# [MATERIALS PROVIDED]
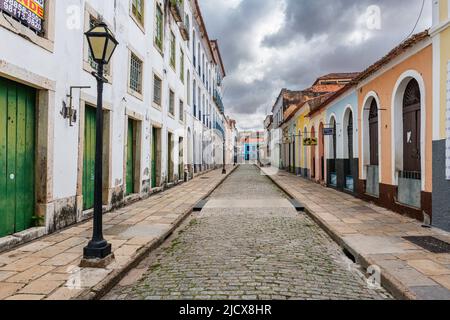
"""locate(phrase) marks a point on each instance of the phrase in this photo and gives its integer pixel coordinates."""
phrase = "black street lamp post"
(224, 170)
(102, 45)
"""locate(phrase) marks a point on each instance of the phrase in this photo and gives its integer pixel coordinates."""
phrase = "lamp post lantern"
(102, 45)
(224, 170)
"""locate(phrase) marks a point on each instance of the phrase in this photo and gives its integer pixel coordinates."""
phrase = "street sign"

# [WHAT TO PRODUCE]
Convert the lines of the entries above into a Markdown table with the columns "Row" and "Line". Give each line its own row number, skip blank lines, and leave the pictures out.

# [SOLUTION TO THE PROBLEM]
| Row | Line |
|---|---|
| 1 | """locate(phrase) marks a point on each instance of the phrase in this photo and gives its integer pixel coordinates.""" |
| 2 | phrase = "black street lamp post" |
| 3 | (224, 170) |
| 4 | (102, 45) |
| 5 | """locate(phrase) marks a point on each instance of the phrase in this photo and gives its integer pixel coordinates.""" |
| 6 | phrase = "lamp post lantern" |
| 7 | (102, 45) |
| 8 | (224, 170) |
| 9 | """locate(phrase) marks a point on each instance of the phrase in this photo and gives its integer pixel coordinates.""" |
| 10 | phrase = "street sign" |